Can you write out the rows below again, substituting "Do you see" for "Can you spot" everywhere and leaving everything else unchanged?

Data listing
>> start

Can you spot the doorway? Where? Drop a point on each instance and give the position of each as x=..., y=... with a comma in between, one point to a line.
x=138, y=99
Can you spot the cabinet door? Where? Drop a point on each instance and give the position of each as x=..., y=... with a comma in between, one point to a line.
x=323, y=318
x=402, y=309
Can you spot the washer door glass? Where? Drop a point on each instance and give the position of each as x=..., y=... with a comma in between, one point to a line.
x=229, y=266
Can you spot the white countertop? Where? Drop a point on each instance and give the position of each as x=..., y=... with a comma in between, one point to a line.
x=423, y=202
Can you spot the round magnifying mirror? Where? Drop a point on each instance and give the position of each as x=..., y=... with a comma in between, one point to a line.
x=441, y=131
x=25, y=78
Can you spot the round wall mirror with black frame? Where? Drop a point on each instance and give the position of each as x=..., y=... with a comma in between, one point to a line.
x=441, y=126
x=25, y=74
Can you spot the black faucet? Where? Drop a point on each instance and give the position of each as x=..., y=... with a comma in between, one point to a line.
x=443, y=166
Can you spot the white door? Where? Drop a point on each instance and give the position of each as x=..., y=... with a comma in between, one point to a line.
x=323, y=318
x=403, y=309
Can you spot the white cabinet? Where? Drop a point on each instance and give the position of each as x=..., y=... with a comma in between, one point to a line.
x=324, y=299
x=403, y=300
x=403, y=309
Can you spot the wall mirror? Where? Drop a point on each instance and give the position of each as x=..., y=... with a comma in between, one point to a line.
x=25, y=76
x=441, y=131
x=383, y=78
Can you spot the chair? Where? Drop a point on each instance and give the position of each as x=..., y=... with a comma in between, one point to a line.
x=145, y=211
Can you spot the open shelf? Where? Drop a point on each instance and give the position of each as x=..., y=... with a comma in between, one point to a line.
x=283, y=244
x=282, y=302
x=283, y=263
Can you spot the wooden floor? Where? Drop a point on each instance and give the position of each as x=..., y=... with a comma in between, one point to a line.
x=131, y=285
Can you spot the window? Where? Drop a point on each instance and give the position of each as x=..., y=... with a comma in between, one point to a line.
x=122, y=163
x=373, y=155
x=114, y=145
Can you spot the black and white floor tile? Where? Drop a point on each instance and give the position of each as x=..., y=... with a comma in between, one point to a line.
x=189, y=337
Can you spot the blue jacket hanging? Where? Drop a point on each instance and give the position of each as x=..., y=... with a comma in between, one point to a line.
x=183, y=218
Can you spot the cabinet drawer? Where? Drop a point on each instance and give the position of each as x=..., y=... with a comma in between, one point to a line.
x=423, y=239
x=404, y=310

>> end

◆ Answer:
Do you see the doorway? Where? Drop a point on each instance and give the position of each as x=..., y=... with a comma in between, one point to a line.
x=138, y=99
Do you see the cabinet door? Where? Drop a point on each instance and give the position of each as x=..., y=... with a comma in between, one point to a line.
x=323, y=318
x=402, y=309
Do you see the washer door glass? Where? Drop a point on each instance and give the position of each as x=..., y=... with a comma in between, one point to a line.
x=229, y=266
Do you see the white countertop? Where? Drop a point on each instance and give the position of each as x=..., y=... with a comma in between, one point to a line.
x=423, y=202
Do you see the round magnifying mirror? Where? Drop a point on each instance and give the position of each as x=..., y=... with a comma in between, one point to a line.
x=441, y=131
x=25, y=78
Do you see the round wall mirror with black frame? Where? Drop a point on each instance and give the position of each as x=..., y=... with a comma in between, one point to a line.
x=441, y=126
x=25, y=74
Do you see the black faucet? Where? Drop a point on each instance and give the position of each as x=..., y=... with a comma in between, one point to a line.
x=443, y=166
Do you see the white door? Where? Drop a point on each instance and give the position of each as x=..., y=... with a comma in between, one point to a line.
x=323, y=318
x=403, y=309
Do you see the white cabinet? Where? Drop a point on each instance and give the position of each as x=..., y=... with a comma in between, one point to a line.
x=324, y=299
x=403, y=300
x=403, y=309
Do you see the wall mirror? Where? Drop a point on each instance and give the position of each as x=..., y=... with a comma in between, one point to a line.
x=25, y=76
x=441, y=131
x=383, y=78
Do you see the chair? Where? Drop a point on each instance and give the position of each as x=..., y=... with a comma in between, one point to a line.
x=145, y=211
Do you see the open shelf? Where? Drop a point on each instance and give the position of each as x=..., y=... with a comma in between, one point to a line.
x=283, y=244
x=282, y=302
x=283, y=263
Do you see the wooden floor? Where? Drop a point on each instance and give the position of each as x=..., y=... with a comma in between, one point to a line.
x=131, y=285
Do you see the window? Where? Drop a point on each instance and give the position of each as x=..., y=... with a comma in between, one point to a line.
x=122, y=163
x=373, y=155
x=114, y=145
Do you see the black and white floor tile? Where? Drop a point on each instance and give the position of each as x=..., y=... with a comma in between, one point to a line.
x=189, y=337
Do you see the blue jacket hanging? Where? Drop a point on each instance and give the position of each as x=..., y=... with a comma in between, one point to a line.
x=183, y=218
Do you see the cabinet drawer? Where? Drop a point on each instance and give the position of each as x=..., y=... with a comma in between, one point to a line.
x=423, y=239
x=404, y=310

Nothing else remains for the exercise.